Selected text ::
— begin —
At the intersection of the primary walkways is a raised platform with a square water tank (hauz) at its center. Five fountains are located within the tank, one at each of its four corners and one in its center. The four corners of the tank have floral edged designs. Four marble benches, all placed at right angles to one another on each side of the square tank, were added to the platform by Lord Curzon in 1907-8.
The east-west walkways terminate in two-story pavilions (naubat khanas) that merge into the outer garden walls. These outer garden walls are further articulated by a blind arcade that runs along their entire lengths. Aqueducts supplied water to the garden from the Yamuna river just north of the mausoleum. The central fountains operated with an underground system of copper vessels connected by copper pipes. Travelers' photographs from the 1860s confirm an abundance of plant varieties in the garden; however, at present (2007) the garden contains relatively few trees, consisting mainly of fairly maintained grass lawns.
The two naubat khanas (drum houses) project into the garden where the main east-west garden pathway meets the garden walls (approximately halfway between the darwaza and the mausoleum). The naubat khanas are constructed on raised platforms and have two floors. On each level, the naubat khanas have a triple archway in the center of the east and west elevations, respectively. On the ground level, the arches are closed with a jali screen; on the upper level, they remain open. The floor slab of the upper story projects beyond the wall above and below to form a balcony as long as the building; carved red sandstone handrails run along its length, and carved sandstone brackets help support it from below. The roof of the pavilion is accessed from an internal staircase that emerges externally on the upper level, overlooking the garden, and continues to the roof. In the center of the rooftop is a large chhatri capped with a marble dome.
In historic accounts of the Taj Mahal complex, the riverfront terrace supporting the mausoleum has been referred to as the kursi, or throne. This terrace, and the marble plinth upon it, supports the mosque, mausoleum and the mihmankhana. Its north (river-facing) elevation is clad in red sandstone and framed with marble inlay and displays a series of now-infilled arches. The vegetal motifs carved on the wall are enlarged versions of those that appear on the mausoleum, the mihmankhana and the mosque. These arches were originally open to the Yamuna river, allowing light and ventilation to reach the inner tahkhana rooms within. The tahkhana, a gallery of rooms arranged in a row and connected by a narrow corridor, is reached by two staircases that descend from openings in the surface of the plinth to the east and west of the mausoleum. The tahkhana rooms are also connected internally by small passages and are said to have served the visiting emperor and his entourage.
— end —
Instructions ::
- 1) Using the Taj Mahal passage, answer each question:
(a) How many fountains sit within the square water tank?
(b) What caps the large chhatri in the center of the naubat khana rooftop?
(c) From where do the two staircases to the tahkhana descend?
- 2) Could you transcribe the stretch of the Taj Mahal passage from "At the intersection" through "Curzon in 1907-8." word for word?

Supplied records ::
— begin —
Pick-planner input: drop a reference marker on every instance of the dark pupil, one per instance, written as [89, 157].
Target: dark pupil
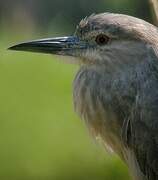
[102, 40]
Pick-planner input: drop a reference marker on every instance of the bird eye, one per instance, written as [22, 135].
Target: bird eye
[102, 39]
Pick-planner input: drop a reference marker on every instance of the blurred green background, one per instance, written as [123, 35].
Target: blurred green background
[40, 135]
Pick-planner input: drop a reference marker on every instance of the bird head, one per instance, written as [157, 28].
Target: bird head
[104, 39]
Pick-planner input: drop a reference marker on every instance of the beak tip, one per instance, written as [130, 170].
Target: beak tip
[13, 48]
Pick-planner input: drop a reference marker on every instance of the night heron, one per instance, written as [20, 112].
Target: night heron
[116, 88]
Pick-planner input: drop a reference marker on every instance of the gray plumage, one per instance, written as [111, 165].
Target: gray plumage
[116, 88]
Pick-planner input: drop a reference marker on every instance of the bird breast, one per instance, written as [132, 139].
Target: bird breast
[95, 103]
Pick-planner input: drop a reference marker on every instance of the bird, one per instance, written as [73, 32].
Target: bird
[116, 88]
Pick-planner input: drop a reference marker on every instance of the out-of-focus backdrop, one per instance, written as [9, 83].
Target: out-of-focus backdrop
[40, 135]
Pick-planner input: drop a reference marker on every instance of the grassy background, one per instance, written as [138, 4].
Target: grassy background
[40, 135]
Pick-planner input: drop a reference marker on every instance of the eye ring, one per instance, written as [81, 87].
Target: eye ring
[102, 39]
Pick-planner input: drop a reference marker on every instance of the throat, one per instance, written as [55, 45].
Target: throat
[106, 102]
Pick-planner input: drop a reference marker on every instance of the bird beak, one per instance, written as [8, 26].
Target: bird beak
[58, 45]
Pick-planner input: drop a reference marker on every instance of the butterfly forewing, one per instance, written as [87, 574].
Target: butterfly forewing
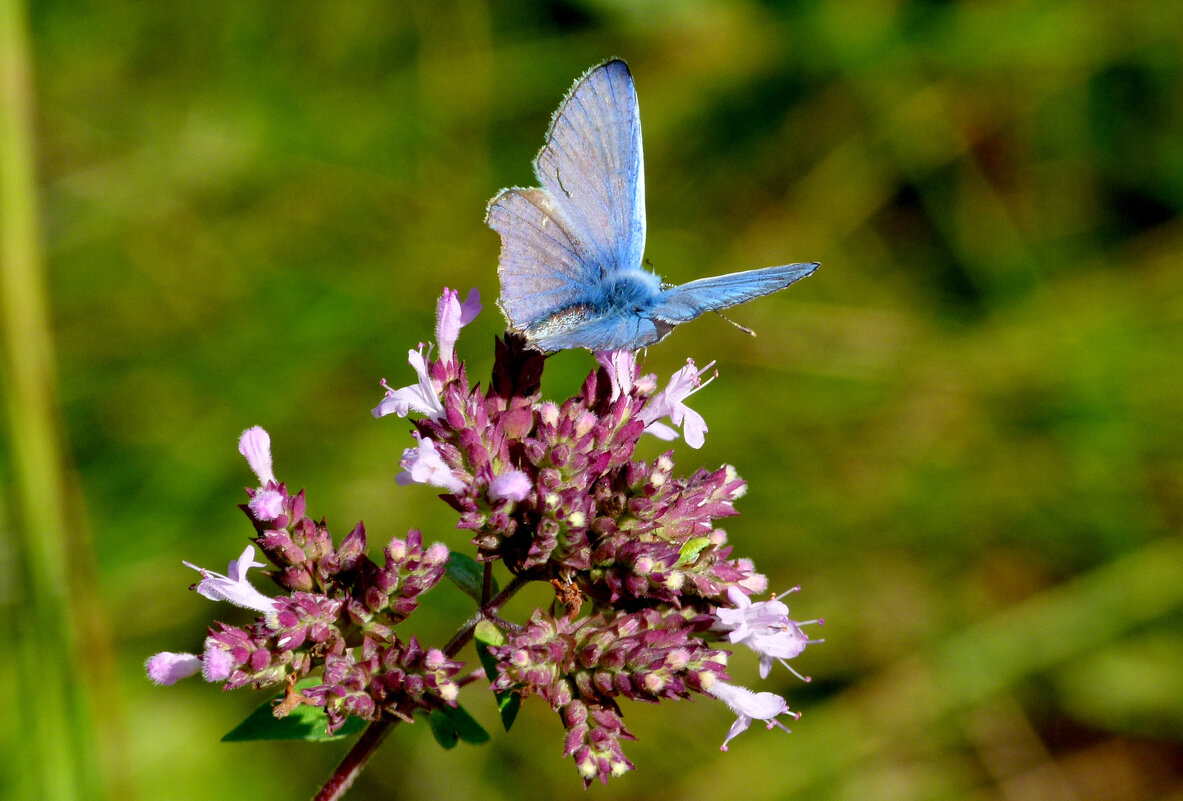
— end —
Outputs for the tasks ::
- 1)
(a) Five.
(b) A marble dome.
(c) From openings in the surface of the plinth to the east and west of the mausoleum.

- 2)
At the intersection of the primary walkways is a raised platform with a square water tank (hauz) at its center. Five fountains are located within the tank, one at each of its four corners and one in its center. The four corners of the tank have floral edged designs. Four marble benches, all placed at right angles to one another on each side of the square tank, were added to the platform by Lord Curzon in 1907-8.